> Short exercise 1
From the article on duplicate webpages, extract the passage starting with "Avoiding the Crawling" and going on through "pages, and so on.", copied word for word.
> Short exercise 2
Continue the article on duplicate webpages from the point where it stops.

══ Excerpt

The Problem with Duplicate Webpages on Websites
A technical issue that can cause problems with a search engine crawling a site to index its pages is when the content of pages on that site appears more than once on the site at different URLs (Unique resource locators or web page addresses). Unfortunately, this duplicate webpages problem happens more frequently than it should.
A new patent application from Yahoo explores how they might handle dynamic URLs to avoid this problem. What is nice about the patent application is that it identifies a number of the problems that might arise because of duplicate web pages at different web addresses on the same site and some approaches that they might use to solve the problem.
While search engines like Yahoo can resolve some of the issues around duplicate webpages content, it is often in the best interest of site owners to not rely upon search engines but rather fix this problem independently.
Avoiding the Crawling of Duplicate Webpages
Crawling programs browse the worldwide Web and identify and index as much information as possible. These programs locate new pages and updates old pages so that that information can get indexed and available to searchers through the search engine.
Web crawlers often start crawling the web at one or more web pages, following links to those web pages to other pages, and so on.
These programs may follow a strategy to retrieve as much information as possible to try to only “crawl” pages that provide unique content – pages that haven’t already gotten indexed or updated if they are already in the index.
One assumption that a web crawler could make while following this strategy is that a unique URL (Unique resource locator) corresponds to a unique webpage. Unfortunately, as I noted above, this isn’t always true.

════
══ Extracted entries

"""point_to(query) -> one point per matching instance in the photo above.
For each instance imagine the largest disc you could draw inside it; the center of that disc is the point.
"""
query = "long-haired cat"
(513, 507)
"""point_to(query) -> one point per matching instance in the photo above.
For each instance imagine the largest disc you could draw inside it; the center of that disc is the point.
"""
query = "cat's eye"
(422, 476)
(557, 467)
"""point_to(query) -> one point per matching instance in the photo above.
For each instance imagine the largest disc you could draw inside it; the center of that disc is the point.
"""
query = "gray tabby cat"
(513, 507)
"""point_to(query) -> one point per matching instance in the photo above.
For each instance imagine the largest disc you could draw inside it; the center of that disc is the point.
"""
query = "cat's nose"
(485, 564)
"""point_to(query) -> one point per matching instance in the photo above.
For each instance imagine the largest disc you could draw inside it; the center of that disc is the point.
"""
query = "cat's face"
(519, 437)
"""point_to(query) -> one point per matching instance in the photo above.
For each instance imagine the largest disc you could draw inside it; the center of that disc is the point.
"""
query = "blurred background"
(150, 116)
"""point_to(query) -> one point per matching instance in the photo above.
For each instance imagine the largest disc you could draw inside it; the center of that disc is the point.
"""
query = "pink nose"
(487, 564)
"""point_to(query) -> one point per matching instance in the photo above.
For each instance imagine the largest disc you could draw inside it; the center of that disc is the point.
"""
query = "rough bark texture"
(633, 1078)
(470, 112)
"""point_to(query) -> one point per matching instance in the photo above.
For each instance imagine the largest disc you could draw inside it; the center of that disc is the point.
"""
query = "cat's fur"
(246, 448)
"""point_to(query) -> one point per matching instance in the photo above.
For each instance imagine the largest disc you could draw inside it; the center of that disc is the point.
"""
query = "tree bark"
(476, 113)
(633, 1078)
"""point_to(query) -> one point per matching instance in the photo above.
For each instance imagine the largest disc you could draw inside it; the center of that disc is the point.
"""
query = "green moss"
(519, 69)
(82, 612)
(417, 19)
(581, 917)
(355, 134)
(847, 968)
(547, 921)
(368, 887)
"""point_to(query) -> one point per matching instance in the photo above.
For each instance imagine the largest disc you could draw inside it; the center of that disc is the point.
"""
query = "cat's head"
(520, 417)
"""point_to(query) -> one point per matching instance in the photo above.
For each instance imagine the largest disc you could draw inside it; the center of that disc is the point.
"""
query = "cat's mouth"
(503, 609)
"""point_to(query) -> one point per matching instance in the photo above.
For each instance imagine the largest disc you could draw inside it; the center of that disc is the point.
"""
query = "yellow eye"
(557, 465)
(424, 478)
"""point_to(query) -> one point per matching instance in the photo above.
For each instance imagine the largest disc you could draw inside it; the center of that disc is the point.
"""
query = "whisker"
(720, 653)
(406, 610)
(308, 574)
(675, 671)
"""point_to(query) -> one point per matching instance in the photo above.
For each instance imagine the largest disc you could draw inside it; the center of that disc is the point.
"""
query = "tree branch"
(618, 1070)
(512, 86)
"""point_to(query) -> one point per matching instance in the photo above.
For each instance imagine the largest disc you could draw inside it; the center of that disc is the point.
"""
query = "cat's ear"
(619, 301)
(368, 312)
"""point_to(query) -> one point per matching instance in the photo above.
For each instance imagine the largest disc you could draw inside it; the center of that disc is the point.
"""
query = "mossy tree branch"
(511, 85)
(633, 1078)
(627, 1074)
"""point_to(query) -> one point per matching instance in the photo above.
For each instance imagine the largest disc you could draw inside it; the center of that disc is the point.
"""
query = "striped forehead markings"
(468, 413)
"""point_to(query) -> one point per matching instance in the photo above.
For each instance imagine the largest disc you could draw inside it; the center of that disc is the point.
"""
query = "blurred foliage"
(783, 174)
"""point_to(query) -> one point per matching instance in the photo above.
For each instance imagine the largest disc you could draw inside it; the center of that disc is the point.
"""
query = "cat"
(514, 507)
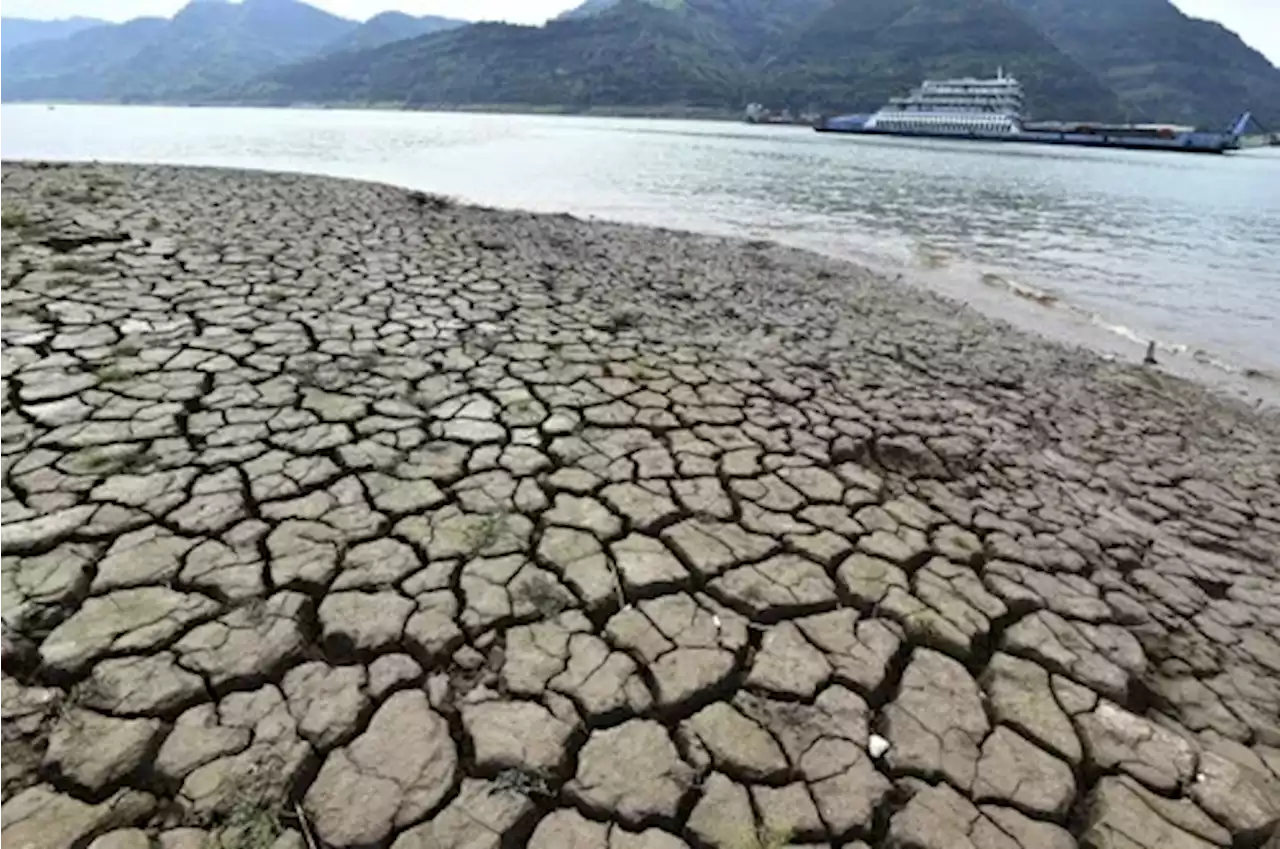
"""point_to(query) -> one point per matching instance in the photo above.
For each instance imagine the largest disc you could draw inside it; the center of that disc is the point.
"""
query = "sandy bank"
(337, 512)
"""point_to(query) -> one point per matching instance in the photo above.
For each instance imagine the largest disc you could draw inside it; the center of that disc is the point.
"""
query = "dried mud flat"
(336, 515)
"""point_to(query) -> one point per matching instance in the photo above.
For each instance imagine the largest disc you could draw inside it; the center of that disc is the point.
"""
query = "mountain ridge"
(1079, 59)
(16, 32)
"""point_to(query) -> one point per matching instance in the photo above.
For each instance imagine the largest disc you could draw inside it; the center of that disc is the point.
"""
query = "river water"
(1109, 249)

════

> Written answer 1
Avoiding the Crawling of Duplicate Webpages
Crawling programs browse the worldwide Web and identify and index as much information as possible. These programs locate new pages and updates old pages so that that information can get indexed and available to searchers through the search engine.
Web crawlers often start crawling the web at one or more web pages, following links to those web pages to other pages, and so on.

> Written answer 2
Search Engines Don’t Want To Index the Same Pages More Than Once
A search engine doesn’t want to index the same page on a site more than once, but it happens, and often other pages of a site don’t get indexed while others get indexed many times under different URLs. I recall seeing at least one page on a site indexed many thousands of times in Google.
That problem can happen when a site uses a content management system or eCommerce platform that uses dynamic URLs.
A dynamic URL typically results from searching a database-driven website or the URL of a website that runs a script. In contrast to static URLs, the web page contents do not change unless the changes get coded into the HTML. Dynamic URLs are typically generated from specific queries to a website’s database.
The web page has some fixed content, and some part of the web page is a template to display the query results, where the content comes from the database associated with the website. This results in the page changing based on the data retrieved from the database per the dynamic parameter.
Dynamic URLs often contain the following characters: ?, &, %, +, =, $, cgi. An example of a dynamic URL may be something like the following:
Multiple Parameters in URLs and Duplicate Webpages
The URL of a page can contain many pieces of information in different fields, whichhave gotten referred to as parameters, and which define different characteristics and classifications of a product or service, or can determine the order in which information might get displayed to a viewer. Here’s an example of a URL for a web page on the JCPenny web site for a Modular Storage Center:
A search engine may have problems indexing that page at that URL because it contains many parameters, but it may try. For example, Google has that same product listed seven times under different URLs, with different amounts and combinations of parameters in the URLs of each listing.
Source or Session Parameters Can Cause Duplicate Webpages
When more than one parameter has a dynamic URL, it’s possible that if one or more parameters get removed from the URL, the page’s content doesn’t change in any way. The example in the quote above includes a sessionid that, if removed, doesn’t change the page’s content (sites often use a session ID to track the progress of a unique visitor through the pages of a site).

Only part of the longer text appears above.